> _Excerpt_:
§ §
Train a new maxent classifier based on the given corpus of
training samples. This classifier will have its weights
chosen to maximize entropy while remaining empirically
consistent with the training corpus.
@rtype: L{MaxentClassifier}
@return: The new maxent classifier
@type train_toks: C{list}
@param train_toks: Training data, represented as a list of
pairs, the first member of which is a featureset,
and the second of which is a classification label.
@type algorithm: C{str}
@param algorithm: A case-insensitive string, specifying which
algorithm should be used to train the classifier. The
following algorithms are currently available.
- Iterative Scaling Methods
- C{'GIS'}: Generalized Iterative Scaling
- C{'IIS'}: Improved Iterative Scaling
- Optimization Methods (require C{scipy})
§ §
Location identification items
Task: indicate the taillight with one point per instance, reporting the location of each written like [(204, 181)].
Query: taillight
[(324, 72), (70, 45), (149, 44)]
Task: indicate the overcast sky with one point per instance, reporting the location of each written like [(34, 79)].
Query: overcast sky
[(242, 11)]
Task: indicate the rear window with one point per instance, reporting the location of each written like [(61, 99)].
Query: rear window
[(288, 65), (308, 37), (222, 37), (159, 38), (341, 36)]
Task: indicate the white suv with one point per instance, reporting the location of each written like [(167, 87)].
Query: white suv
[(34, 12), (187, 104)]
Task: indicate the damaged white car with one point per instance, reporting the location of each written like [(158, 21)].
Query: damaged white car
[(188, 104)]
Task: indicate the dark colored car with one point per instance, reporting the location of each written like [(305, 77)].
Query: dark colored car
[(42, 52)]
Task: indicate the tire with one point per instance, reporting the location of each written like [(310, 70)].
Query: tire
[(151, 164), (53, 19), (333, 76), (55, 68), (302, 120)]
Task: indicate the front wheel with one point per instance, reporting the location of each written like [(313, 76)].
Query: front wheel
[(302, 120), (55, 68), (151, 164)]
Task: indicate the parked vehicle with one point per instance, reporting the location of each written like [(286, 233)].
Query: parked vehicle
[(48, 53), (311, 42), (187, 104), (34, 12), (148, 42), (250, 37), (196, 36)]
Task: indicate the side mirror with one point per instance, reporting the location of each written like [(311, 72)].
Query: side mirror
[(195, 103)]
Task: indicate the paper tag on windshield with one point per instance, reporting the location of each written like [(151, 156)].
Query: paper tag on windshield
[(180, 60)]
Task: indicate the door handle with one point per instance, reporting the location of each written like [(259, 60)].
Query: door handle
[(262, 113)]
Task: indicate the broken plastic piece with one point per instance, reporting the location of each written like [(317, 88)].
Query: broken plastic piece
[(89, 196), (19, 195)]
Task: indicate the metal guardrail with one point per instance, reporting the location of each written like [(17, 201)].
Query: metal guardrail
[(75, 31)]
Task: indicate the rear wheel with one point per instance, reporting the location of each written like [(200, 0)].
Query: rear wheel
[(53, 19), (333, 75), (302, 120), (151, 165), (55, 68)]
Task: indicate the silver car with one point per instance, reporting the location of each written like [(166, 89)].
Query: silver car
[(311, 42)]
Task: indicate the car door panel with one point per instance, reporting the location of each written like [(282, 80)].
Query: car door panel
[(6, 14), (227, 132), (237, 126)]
§ §
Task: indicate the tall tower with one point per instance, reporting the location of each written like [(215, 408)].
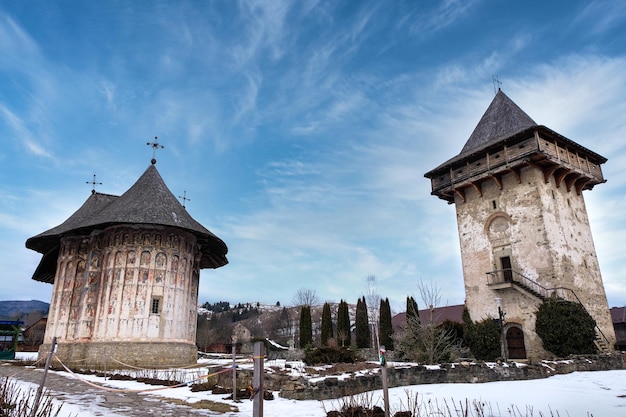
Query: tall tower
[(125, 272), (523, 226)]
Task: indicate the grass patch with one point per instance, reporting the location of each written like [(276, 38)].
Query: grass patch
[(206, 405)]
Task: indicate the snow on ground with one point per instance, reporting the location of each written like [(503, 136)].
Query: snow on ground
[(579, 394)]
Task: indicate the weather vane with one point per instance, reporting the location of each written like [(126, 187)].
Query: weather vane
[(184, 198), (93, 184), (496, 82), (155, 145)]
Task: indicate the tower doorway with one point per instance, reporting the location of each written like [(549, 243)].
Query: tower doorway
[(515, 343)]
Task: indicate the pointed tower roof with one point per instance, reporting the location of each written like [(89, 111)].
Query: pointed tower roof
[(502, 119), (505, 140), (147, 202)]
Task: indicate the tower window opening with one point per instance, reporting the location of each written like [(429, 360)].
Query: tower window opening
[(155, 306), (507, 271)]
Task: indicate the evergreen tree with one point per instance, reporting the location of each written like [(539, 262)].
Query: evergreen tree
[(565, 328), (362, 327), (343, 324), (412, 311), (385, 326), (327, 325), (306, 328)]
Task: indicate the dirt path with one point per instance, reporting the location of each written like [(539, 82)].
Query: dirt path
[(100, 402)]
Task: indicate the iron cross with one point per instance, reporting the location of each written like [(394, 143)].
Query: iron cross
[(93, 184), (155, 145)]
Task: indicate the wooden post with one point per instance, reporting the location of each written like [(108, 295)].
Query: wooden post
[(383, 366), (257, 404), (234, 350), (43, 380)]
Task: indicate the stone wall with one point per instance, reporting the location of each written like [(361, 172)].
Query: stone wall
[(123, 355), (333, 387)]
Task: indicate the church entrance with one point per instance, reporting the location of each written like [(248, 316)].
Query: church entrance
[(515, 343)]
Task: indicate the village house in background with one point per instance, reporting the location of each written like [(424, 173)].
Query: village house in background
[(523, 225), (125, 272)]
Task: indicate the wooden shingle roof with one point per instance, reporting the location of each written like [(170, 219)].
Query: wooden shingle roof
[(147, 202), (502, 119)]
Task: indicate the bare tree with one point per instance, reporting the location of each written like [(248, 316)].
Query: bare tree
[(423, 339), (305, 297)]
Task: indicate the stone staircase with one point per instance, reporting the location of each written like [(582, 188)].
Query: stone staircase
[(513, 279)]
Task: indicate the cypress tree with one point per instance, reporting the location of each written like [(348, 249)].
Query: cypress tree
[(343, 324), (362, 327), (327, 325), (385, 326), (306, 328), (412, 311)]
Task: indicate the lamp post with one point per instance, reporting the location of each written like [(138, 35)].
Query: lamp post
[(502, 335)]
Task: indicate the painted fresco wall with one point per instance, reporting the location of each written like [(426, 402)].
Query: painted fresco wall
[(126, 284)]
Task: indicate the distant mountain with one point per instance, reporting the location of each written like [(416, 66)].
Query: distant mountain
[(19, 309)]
§ §
> _Request 1_: Reproduce everything in the records from the line containing "Task: indicate the dark" down to the line containing "[(262, 113)]", including both of those lines.
> _Request 2_: Write what follows the final line of the maxent classifier training text.

> _Task output 1_:
Task: indicate the dark colored car with one point per instance, reporting the location of each written like [(305, 77)].
Query: dark colored car
[(42, 52)]
Task: indicate the tire with one point per instance, reporting the location of each written like [(310, 70)].
Query: tire
[(151, 164), (53, 19), (333, 76), (55, 68), (302, 120)]
Task: indicate the front wheel with one point per instance, reporting the location of each written like [(313, 76)].
Query: front wheel
[(302, 120), (55, 68), (151, 164)]
Task: indicate the parked vehicle with one point per instance, reporting the location of each written like [(286, 233)].
Query: parked vehicle
[(48, 53), (311, 42), (187, 104), (34, 12), (148, 42), (250, 37), (196, 36)]
Task: indicate the side mirror with one point per instance, reporting the location of each written like [(311, 72)].
Query: side mirror
[(195, 103)]
Task: indicate the paper tag on windshield with one point per instance, reporting the location of each written like [(151, 156)].
Query: paper tag on windshield
[(180, 60)]
Task: indicate the door handle with one point per instance, reporting the location of each written like [(259, 60)].
Query: door handle
[(262, 113)]

> _Task output 2_:
- C{'CG'}: Conjugate gradient
- C{'BFGS'}: Broyden-Fletcher-Goldfarb-Shanno algorithm
- C{'Powell'}: Powell agorithm
- C{'LBFGSB'}: A limited-memory variant of the BFGS algorithm
- C{'Nelder-Mead'}: The Nelder-Mead algorithm
- External Libraries
- C{'megam'}: LM-BFGS algorithm, with training performed
by an U{megam <http://www.cs.utah.edu/~hal/megam/>}.
(requires that C{megam} be installed.)
The default algorithm is C{'CG'} if C{'scipy'} is
installed; and C{'iis'} otherwise.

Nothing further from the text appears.